TAREFA DO EXERCÍCIO 1: Segundo o trecho selecionado, em que data estava marcado o desfile de coroação de Eduardo VII?
TAREFA DO EXERCÍCIO 2: Na listagem, troque "photo" por "image" da linha com "Task: tag the turtle front" até o fim da listagem, sem alterar mais nada. Reproduza só esse trecho, deixando as imagens de fora.
══ TRECHO SELECIONADO ══
O testamento revela a vontade declarada do testador
que não pretender ver, em sua sucessão, a vontade presumida pela lei (vocação
hereditária, por exemplo) ser aplicada. O negócio jurídico causa mortis tem
o condão de afastar a incidência das regras da sucessão legítima que são
sucedâneas, supletivas à vontade do de cujus.
É por isso que o testamento, assim como o contrato,
nasce da vontade, e seus efeitos decorrem da vontade. É fruto da autonomia
privada[1].
A segunda premissa diz respeito à velha e repisada
(muitas vezes malpisada) cláusula rebus sic stantibus[2]. A premissa dos contratos é que esses
devem ser cumpridos, porque obrigam (pacta sunt servanda). Contudo, se
alteradas as circunstâncias fáticas entre o momento da formação e da execução,
o contrato pode se extinguir, resolver, pois o contrato só obriga estando assim
as coisas, rebus sic stantibus.
A cláusula, fruto da contribuição dos canonistas ao
Direito Civil, nasce na Idade Média e é retomada nos fins do século XIX, quando
dos trabalhos de codificação do BGB. A partir dessa cláusula medieval, surgem
modernas teorias: pressuposição, base do negócio (objetiva e subjetiva), bem
como a teoria da imprevisão.
Essa última, de grande aplicação na França, tem seu
ápice com a Lei Faillot,que permitia a revisão e extinção de todos
os contratos após a 1ª Guerra Mundial. Tem por inspiração a decisão do Conselho
de Estado a respeito do preço do gás fornecido em Bordeaux. A mais alta
instância decisória administrativa permitiu que o preço fosse reajustado por
força da guerra, evento imprevisível e que altera substancialmente o preço do
gás.
A quebra da base objetiva do negócio teve sua
aplicação nos famosos Coronation Cases quando da coroação do
Rei Eduardo VII, na Inglaterra[3]. A coroação de um monarca é espetáculo de
grande apreço entre os britânicos. Eduardo VII sucedera sua mãe, a Rainha
Vitória[4], monarca mais longeva da História daquele
povo, após 64 anos de reinado. Para assistir ao desfile de coroação (26 de
junho de 1902), contratos de locação da varanda (balcony) foram
celebrados entre os proprietários de imóveis (locadores) e pessoas que queriam
uma visão privilegiada do cortejo (locatários).
Contudo, por motivos de saúde do Monarca[5], a coroação foi adiada para agosto
daquele ano. O problema jurídico que surgiu foi saber se o pagamento do preço
deveria ser pago pelos locatários. Para os locadores, não houve perda do objeto
do contrato, nem sua impossibilidade, já que o uso das varandas prosseguia
possível. Para os locatários, apesar de possível o uso era inútil, já que a coroação
não ocorreria e desfile não haveria.
═══
══ LISTAGEM FORNECIDA ══
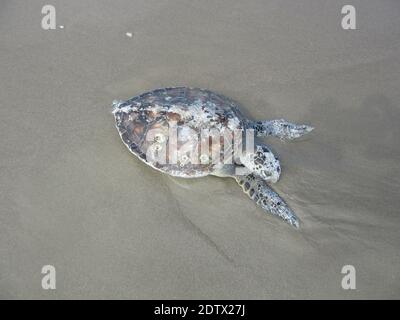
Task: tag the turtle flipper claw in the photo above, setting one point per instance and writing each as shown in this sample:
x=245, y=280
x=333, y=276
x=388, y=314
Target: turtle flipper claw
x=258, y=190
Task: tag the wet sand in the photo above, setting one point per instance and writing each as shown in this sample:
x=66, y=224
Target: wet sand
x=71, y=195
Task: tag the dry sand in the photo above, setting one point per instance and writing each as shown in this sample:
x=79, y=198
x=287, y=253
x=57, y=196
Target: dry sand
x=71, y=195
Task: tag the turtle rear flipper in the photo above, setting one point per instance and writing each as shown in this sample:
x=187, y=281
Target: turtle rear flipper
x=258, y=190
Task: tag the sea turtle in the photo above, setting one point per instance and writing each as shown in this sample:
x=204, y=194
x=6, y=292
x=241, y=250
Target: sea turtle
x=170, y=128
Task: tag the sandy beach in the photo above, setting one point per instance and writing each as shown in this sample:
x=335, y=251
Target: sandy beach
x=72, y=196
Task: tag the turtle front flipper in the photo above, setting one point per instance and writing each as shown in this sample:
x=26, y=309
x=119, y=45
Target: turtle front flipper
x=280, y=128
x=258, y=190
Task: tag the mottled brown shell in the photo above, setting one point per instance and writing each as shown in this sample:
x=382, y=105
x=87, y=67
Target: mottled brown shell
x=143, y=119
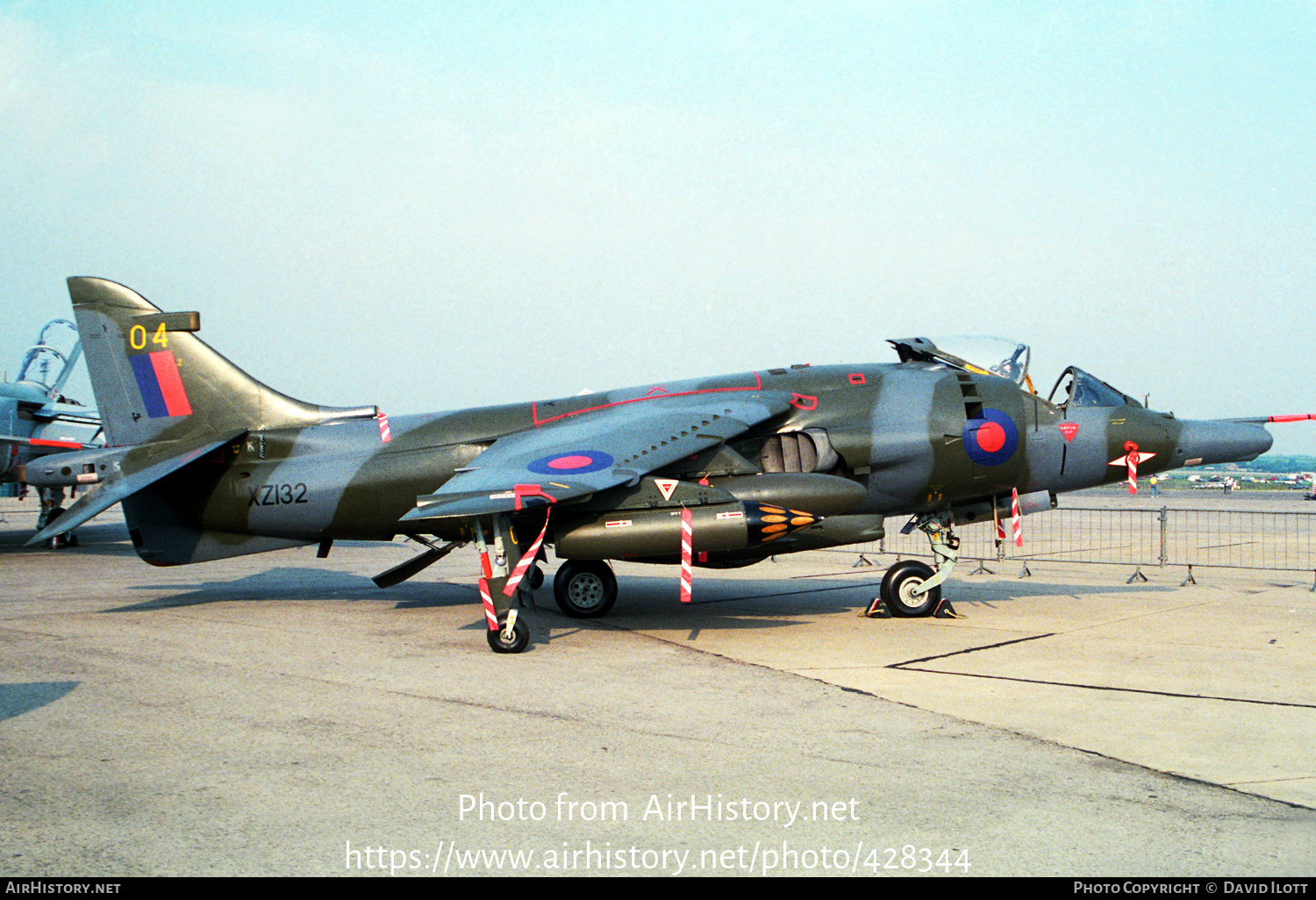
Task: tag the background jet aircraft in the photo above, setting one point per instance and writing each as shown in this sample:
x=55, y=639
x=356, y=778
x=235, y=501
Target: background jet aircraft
═══
RESPOSTA DO EXERCÍCIO 1: Em 26 de junho de 1902.

RESPOSTA DO EXERCÍCIO 2:
Task: tag the turtle front flipper in the image above, setting one point per instance and writing each as shown in this sample:
x=26, y=309
x=119, y=45
Target: turtle front flipper
x=280, y=128
x=258, y=190
Task: tag the mottled brown shell in the image above, setting one point per instance and writing each as shown in this sample:
x=382, y=105
x=87, y=67
Target: mottled brown shell
x=143, y=119
Task: tag the background jet aircraft in the image above, setting one point per instance and writing each as shown in this sample:
x=55, y=639
x=356, y=778
x=235, y=501
Target: background jet aircraft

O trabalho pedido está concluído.